Top of MATERIAL SUPPLIED
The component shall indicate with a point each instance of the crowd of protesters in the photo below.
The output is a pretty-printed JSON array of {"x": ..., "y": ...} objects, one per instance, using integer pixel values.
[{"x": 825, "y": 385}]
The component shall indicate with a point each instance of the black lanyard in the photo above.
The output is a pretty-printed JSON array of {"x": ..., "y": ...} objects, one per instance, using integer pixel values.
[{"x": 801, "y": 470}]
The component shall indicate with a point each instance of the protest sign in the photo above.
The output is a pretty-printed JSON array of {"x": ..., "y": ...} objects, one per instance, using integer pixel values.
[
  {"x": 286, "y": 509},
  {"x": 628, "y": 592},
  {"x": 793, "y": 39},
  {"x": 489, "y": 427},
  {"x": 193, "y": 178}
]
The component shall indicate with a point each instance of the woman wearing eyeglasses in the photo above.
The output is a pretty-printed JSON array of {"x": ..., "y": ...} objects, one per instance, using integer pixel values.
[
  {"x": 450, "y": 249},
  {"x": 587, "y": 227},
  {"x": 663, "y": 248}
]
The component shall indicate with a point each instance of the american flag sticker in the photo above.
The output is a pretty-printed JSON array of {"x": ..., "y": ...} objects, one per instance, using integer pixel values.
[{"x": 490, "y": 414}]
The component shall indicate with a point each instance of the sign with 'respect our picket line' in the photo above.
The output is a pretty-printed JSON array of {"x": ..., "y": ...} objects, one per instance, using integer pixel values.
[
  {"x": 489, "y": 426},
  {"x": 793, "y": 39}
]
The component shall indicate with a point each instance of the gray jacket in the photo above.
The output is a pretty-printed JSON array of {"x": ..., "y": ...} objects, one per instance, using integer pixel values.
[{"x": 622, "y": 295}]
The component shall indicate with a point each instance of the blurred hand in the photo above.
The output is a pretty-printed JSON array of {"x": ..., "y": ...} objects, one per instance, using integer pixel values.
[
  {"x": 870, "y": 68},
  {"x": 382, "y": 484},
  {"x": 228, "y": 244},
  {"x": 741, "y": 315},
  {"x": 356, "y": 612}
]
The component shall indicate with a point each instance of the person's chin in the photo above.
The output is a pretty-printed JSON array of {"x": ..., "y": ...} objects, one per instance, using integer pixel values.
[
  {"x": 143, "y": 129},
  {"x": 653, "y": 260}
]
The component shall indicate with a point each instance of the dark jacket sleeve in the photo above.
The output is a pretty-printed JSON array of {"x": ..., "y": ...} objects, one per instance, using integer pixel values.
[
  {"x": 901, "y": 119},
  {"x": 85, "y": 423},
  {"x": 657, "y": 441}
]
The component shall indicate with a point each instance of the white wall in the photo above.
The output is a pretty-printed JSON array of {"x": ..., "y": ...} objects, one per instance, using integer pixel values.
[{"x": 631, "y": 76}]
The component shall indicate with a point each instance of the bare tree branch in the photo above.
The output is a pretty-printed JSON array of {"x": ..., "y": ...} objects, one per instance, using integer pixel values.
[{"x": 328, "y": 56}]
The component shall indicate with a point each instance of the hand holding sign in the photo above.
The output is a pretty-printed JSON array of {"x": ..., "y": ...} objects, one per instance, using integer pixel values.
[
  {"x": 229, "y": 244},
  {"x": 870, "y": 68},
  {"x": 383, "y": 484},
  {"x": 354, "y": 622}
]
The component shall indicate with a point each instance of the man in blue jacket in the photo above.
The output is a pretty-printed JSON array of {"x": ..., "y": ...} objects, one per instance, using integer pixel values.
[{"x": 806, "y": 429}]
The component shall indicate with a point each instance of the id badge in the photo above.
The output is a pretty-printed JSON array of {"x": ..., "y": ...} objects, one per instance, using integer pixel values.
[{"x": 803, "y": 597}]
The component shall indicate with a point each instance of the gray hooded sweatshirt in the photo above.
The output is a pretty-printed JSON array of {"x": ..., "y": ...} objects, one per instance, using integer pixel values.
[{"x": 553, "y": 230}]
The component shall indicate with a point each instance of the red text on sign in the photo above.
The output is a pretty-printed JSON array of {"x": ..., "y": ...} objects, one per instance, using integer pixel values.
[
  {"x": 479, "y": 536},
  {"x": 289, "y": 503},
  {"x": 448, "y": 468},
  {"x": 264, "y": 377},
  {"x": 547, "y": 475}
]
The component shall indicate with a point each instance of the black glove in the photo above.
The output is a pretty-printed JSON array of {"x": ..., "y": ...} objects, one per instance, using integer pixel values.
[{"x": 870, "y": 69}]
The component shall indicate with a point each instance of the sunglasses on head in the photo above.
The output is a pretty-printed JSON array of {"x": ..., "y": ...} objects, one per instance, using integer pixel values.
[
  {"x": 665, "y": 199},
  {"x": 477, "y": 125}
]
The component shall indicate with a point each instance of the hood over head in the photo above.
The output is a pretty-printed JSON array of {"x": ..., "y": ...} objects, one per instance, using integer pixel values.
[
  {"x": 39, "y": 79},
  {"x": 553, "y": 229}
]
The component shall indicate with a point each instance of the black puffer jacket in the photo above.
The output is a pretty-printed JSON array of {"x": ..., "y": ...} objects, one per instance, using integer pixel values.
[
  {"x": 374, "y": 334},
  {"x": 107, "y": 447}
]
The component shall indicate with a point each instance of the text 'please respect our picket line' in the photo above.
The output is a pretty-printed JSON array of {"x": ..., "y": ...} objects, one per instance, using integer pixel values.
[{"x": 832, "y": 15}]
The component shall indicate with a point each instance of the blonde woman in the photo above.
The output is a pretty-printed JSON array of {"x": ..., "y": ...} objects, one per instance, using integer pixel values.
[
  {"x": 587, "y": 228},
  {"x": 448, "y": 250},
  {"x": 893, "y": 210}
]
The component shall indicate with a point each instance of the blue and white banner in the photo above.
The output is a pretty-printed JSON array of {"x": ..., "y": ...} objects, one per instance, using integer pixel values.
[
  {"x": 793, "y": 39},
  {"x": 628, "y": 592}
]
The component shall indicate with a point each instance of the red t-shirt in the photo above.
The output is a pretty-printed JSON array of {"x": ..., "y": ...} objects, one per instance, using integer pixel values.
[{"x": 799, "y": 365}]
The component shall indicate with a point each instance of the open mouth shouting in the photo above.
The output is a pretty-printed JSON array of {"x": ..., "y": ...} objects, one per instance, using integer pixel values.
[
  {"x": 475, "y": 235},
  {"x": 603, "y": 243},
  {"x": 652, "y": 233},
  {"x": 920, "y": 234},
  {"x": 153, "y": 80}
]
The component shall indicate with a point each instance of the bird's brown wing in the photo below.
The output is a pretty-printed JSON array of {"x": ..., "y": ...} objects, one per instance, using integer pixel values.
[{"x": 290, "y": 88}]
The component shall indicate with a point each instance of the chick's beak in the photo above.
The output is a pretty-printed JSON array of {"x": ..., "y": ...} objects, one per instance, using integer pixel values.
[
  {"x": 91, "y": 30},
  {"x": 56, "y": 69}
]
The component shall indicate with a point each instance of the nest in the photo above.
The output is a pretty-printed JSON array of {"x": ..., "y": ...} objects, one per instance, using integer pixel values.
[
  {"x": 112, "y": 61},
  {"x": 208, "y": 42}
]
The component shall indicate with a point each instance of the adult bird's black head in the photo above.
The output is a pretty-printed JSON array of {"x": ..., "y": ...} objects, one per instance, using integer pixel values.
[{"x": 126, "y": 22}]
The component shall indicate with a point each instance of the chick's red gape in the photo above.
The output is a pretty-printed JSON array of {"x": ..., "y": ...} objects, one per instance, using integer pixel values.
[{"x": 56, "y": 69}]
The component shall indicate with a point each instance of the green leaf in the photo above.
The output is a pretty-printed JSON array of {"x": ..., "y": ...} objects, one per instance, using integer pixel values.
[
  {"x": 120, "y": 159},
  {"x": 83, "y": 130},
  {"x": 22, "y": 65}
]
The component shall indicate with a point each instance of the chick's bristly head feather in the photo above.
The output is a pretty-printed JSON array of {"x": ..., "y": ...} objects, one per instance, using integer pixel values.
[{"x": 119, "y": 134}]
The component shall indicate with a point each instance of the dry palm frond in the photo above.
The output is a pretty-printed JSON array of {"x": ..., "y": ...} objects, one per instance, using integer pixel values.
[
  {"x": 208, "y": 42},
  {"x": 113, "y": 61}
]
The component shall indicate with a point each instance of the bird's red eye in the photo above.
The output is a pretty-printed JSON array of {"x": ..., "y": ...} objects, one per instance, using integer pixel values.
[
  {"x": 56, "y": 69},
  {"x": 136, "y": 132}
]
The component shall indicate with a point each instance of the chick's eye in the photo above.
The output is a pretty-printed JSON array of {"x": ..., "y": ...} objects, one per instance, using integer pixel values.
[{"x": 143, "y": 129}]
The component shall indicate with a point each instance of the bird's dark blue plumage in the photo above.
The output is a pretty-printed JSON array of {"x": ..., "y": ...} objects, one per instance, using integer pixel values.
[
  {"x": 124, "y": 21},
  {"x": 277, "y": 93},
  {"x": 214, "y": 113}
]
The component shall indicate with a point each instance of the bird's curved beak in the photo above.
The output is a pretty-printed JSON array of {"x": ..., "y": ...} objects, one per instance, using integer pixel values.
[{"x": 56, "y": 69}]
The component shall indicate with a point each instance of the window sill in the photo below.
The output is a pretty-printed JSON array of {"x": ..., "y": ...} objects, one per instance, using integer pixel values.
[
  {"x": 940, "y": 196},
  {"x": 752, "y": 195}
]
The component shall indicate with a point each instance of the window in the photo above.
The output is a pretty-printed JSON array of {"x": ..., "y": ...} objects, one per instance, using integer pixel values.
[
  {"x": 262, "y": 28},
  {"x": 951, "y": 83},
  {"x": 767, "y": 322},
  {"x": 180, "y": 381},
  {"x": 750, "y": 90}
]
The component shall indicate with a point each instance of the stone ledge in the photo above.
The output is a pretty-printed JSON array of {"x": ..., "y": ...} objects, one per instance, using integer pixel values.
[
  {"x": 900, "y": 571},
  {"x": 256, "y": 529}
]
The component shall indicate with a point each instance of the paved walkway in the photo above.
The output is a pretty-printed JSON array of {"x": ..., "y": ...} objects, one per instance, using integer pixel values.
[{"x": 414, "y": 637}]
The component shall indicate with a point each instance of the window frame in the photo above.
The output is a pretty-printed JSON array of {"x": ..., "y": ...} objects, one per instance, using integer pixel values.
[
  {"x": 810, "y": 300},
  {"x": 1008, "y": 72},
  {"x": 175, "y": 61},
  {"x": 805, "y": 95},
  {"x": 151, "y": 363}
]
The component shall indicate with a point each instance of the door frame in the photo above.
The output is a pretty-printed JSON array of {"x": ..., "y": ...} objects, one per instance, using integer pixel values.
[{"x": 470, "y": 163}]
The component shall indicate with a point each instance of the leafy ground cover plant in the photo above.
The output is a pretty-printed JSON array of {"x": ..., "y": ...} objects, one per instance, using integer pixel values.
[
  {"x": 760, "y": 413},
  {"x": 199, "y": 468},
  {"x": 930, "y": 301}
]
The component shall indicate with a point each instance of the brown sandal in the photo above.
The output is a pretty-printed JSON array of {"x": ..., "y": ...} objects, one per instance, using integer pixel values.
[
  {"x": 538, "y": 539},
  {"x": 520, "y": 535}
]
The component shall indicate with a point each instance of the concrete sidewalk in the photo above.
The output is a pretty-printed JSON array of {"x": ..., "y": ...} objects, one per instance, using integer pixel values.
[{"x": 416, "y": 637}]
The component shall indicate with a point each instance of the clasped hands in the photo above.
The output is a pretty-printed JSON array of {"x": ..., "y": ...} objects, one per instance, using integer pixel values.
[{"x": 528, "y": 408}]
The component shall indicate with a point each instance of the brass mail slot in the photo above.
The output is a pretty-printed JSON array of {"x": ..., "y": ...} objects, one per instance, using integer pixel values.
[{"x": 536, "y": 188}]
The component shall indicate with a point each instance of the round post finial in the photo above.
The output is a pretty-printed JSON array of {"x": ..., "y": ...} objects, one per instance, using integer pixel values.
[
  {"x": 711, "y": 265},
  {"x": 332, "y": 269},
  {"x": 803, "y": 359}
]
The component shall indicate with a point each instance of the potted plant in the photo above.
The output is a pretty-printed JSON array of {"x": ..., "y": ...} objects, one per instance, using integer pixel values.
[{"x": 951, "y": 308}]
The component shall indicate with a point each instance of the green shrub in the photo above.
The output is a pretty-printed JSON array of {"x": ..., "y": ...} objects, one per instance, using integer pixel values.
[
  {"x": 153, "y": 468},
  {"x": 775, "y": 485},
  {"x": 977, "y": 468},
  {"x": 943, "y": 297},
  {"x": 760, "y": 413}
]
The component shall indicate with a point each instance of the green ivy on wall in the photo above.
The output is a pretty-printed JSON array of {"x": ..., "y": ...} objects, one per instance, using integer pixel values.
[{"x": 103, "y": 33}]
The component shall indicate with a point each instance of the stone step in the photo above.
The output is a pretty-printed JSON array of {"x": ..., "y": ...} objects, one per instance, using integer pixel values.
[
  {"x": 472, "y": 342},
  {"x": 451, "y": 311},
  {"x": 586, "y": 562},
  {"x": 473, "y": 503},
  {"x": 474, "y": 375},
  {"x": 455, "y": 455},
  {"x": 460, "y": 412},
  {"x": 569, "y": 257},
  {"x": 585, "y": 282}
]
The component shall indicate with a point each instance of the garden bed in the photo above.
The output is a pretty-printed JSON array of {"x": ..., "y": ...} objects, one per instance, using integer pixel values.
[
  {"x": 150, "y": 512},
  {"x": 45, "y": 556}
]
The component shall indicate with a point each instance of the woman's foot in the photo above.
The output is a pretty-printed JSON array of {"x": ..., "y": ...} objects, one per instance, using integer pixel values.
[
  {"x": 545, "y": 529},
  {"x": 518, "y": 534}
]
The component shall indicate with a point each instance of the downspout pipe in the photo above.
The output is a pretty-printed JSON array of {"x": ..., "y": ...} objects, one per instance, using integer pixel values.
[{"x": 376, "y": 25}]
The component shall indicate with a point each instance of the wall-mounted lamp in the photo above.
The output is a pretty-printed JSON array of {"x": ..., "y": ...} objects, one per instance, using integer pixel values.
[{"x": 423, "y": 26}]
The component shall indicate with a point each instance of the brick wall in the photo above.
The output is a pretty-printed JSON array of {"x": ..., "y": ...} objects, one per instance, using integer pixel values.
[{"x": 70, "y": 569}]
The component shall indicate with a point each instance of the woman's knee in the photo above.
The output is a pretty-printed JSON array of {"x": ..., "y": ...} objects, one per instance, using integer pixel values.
Bottom of MATERIAL SUPPLIED
### EXERCISE:
Given the records above, restate word for word only the lines starting at the one with "window frame in the photo above." and ending at the one with "door frame in the photo above.".

### RESPONSE TO THIS TASK:
The component shall indicate with a point each instance of the window frame in the photo above.
The output is a pretty-printed JSON array of {"x": ..., "y": ...} objects, one per instance, using integer pixel values.
[
  {"x": 810, "y": 300},
  {"x": 1008, "y": 72},
  {"x": 175, "y": 61},
  {"x": 805, "y": 95},
  {"x": 151, "y": 363}
]
The component shall indicate with a point each instance of the door frame in the photo above.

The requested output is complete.